Reading passage
OK, I imagine that many of you have heard all about a nasty flood of red mud which has occurred in Hungary. When I say red mud do bear in mind that this is nothing to do with politics it is not a communist mud, rather it is a mud which is red in colour which is a waste product from the processing of aluminium ore. What has happened is that a pool of liquid waste at the Ajkai Timföldgyár plant has leaked, the mud is a waste product which is left behind from the Bayer process. The Bayer process is an ore processing method in which bauxite is digested with sodium hydroxide (lye), the mixture is filtered and then aluminium hydroxide is obtained. The aluminium hydroxide is then calcined to form high purity alumina which is then used for the production of aluminium.
Always be careful to understand that alumina might sound like a US way of saying aluminium but alumina is aluminum oxide while aluminium is aluminium metal. It becomes more complex because all aluminium metal which has been exposed to the air has a thin coating of alumina on it.
So what has happened is that the red mud which contains all the things which do not dissolve in caustic soda (sodium hydroxide) has been responsible for the pollution event. A chemical analysis of the red mud has been published.(http://english.mal.hu/engine.aspx?page=showcontent&content=Vorosiszap_HIR_EN)
Here are the major metal compounds which are in the waste.

Given entries

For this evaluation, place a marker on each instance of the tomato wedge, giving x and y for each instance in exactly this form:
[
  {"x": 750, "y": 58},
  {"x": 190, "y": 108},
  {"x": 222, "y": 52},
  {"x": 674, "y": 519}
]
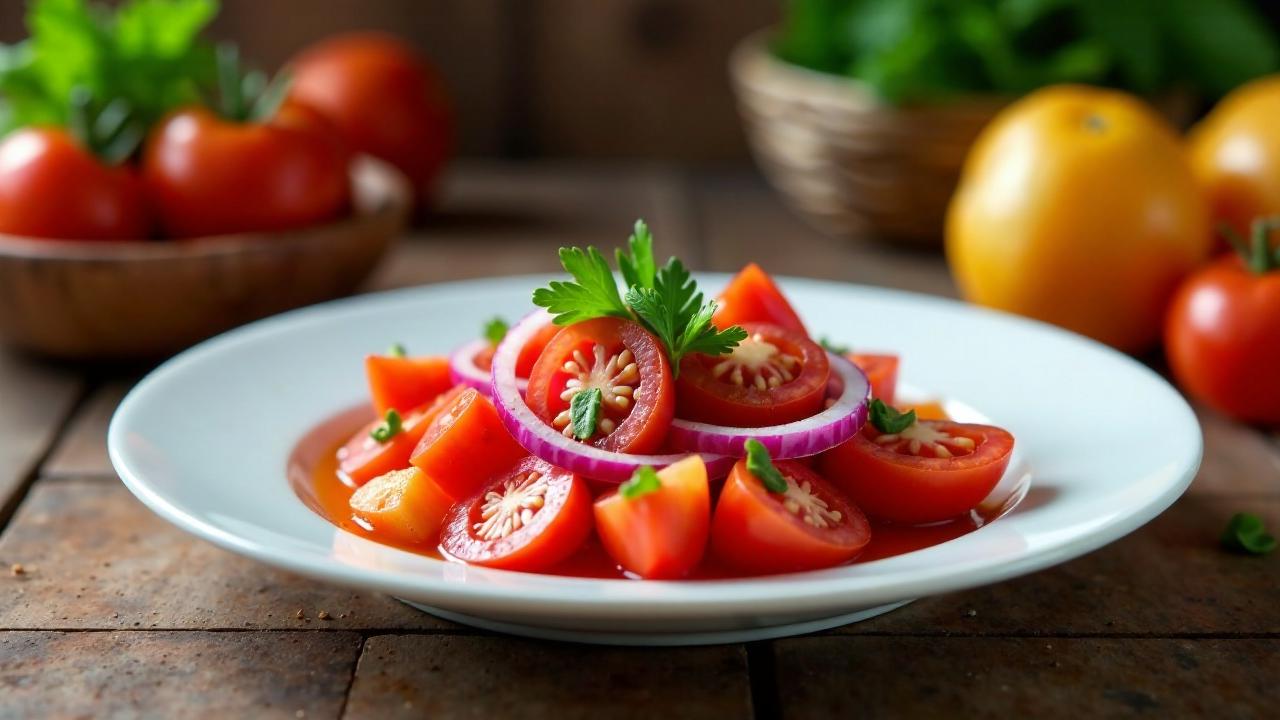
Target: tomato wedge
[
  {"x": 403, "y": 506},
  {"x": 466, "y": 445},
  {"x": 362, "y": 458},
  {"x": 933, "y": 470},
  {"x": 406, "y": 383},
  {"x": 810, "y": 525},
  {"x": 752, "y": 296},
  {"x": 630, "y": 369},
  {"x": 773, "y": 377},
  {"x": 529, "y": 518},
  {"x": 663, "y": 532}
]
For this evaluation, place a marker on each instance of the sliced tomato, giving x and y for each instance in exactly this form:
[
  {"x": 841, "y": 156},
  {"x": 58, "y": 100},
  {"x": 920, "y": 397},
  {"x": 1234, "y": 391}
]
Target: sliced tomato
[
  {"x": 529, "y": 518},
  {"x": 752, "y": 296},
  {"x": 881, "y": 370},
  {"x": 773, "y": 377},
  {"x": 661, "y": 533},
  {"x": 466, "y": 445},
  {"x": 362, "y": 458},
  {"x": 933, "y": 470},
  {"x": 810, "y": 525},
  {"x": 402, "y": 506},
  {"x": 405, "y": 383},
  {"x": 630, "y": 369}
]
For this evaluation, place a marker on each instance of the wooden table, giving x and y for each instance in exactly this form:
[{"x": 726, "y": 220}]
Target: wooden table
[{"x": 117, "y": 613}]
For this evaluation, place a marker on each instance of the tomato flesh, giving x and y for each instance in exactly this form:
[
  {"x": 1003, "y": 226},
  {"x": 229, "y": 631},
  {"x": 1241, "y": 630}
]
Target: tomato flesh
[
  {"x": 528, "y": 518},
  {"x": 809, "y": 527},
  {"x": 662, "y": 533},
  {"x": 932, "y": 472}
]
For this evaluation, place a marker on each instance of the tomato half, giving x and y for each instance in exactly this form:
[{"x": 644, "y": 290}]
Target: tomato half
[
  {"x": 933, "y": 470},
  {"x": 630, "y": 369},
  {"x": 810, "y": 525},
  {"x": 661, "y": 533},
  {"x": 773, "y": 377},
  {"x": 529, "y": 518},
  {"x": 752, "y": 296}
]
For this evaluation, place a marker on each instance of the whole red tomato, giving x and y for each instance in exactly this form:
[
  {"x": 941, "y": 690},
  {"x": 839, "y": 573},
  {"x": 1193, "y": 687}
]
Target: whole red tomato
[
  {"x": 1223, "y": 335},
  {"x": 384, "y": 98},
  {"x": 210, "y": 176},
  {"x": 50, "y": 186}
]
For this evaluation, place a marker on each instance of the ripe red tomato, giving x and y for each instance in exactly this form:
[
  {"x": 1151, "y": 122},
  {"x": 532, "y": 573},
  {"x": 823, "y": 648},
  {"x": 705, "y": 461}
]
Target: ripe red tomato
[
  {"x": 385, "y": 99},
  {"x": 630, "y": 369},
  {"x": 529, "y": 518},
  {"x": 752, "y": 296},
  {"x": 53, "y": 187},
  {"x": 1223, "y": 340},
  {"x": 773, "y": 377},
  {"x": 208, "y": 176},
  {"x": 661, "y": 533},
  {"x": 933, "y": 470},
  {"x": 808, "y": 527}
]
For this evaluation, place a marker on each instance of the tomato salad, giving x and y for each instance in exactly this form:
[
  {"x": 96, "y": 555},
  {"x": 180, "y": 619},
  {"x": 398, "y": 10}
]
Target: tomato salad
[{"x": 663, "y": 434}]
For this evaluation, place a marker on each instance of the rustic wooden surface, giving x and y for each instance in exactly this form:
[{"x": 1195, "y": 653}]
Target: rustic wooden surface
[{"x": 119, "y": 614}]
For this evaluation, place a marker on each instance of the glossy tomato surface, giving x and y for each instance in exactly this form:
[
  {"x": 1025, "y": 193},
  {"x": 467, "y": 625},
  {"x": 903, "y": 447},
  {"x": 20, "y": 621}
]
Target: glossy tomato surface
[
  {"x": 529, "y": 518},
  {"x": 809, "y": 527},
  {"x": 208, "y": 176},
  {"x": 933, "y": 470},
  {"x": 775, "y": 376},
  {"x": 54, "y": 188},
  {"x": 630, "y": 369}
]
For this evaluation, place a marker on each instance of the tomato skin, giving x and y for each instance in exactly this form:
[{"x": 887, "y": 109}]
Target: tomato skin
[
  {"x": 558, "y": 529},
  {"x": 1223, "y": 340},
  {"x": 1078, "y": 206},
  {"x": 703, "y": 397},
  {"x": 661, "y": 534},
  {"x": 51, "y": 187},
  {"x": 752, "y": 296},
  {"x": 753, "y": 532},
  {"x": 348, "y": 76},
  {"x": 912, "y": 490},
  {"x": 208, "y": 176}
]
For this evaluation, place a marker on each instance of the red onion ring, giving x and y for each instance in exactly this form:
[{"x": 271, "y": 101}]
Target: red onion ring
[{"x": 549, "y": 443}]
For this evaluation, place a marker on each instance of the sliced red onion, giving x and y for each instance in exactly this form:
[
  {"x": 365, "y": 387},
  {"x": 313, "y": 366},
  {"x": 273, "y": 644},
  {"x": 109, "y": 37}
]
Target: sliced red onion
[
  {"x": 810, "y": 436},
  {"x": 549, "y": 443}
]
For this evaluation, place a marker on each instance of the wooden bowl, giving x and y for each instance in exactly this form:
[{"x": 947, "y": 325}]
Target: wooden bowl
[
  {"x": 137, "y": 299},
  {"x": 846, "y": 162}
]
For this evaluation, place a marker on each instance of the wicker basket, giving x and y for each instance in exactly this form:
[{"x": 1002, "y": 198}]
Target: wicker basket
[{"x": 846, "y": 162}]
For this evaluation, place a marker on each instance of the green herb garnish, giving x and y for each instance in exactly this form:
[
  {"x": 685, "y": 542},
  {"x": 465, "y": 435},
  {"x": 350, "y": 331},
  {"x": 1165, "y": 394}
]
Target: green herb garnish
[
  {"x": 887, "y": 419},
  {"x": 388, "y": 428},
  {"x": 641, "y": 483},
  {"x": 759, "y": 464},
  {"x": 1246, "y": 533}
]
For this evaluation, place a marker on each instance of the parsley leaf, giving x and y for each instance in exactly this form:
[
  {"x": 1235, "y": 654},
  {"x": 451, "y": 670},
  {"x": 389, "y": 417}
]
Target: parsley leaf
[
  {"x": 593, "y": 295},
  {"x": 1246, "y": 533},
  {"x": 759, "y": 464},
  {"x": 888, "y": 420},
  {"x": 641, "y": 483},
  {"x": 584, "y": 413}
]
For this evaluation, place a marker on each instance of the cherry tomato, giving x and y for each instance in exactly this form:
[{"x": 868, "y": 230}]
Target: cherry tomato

Set of tasks
1) Answer these questions from the passage on the red mud flood in Hungary:
(a) In the Bayer process, what is bauxite digested with?
(b) What substance is alumina?
(c) What does the red mud contain?
2) Carry on the passage about the red mud flood in Hungary, starting right after its final sentence.

Written answers
1)
(a) Sodium hydroxide (lye).
(b) Aluminum oxide.
(c) All the things which do not dissolve in caustic soda (sodium hydroxide).

2)
I might post some details of the solid state chemistry of these metal oxides.
I am aware that some bauxite ores contain other toxic elements, it is interesting to note that C. N. Grant, G. C. Lalor and M. K. Vutchkov, Journal of Radioanayltical and Nuclear Chemistry, 2005, 266, 385-388 published a paper in which they report what elements are in bauxites from the west indies. These workers discovered that rare earths, radium, uranium and thorium were all present in the ore. Along with a lot of other metals, it will be interesting to note what the trace metals in the red mud will do. In the long run the iron, aluminum and titanium oxides which are the bulk metals in the red mud should not do too much harm. The caustic nature of the mud will decline with time, but toxic metals such as As and the radioactive metals may remain in soil which has been contaminated with the red mud.
The radioactive elements in the mud (V. Jobbágy, J. Somlai, J. Kovács, G. Szeiler and T. Kovács, Journal of Hazardous Materials, 2009, 172, 1258-1263) can make it unsafe for use as a building material. I know that today recycling is important and it would be nice to recycle waste into things like house bricks. But it is important to make sure that the recycled product is safe, I hold the view that if the recycled product is not safe then it is better not to recycle. In this paper which I have just cited it has been shown that while pure red mud might be unsafe for house bricks it a mixture of 20% red mud and 80 % clay is within the legal limits and that by adding saw dust to the bricks that the fired bricks are much less able to release radon into the air.
It is important to understand that this radioactivity has nothing to do with the Nuclear industry, the NORM or naturally occurring radioactive material tends to contain plenty of long and medium loved alpha emitters while much of the radioactivity in many wastes from the nuclear industry is shorter lived beta/gamma emitting waste. I hold the view that alpha emitters are much more nasty than beta emitters. To add to the trouble the NORM also tends to contain beta/gamma emitters so you can not simply say keep the natural radioactivity in a plastic sack.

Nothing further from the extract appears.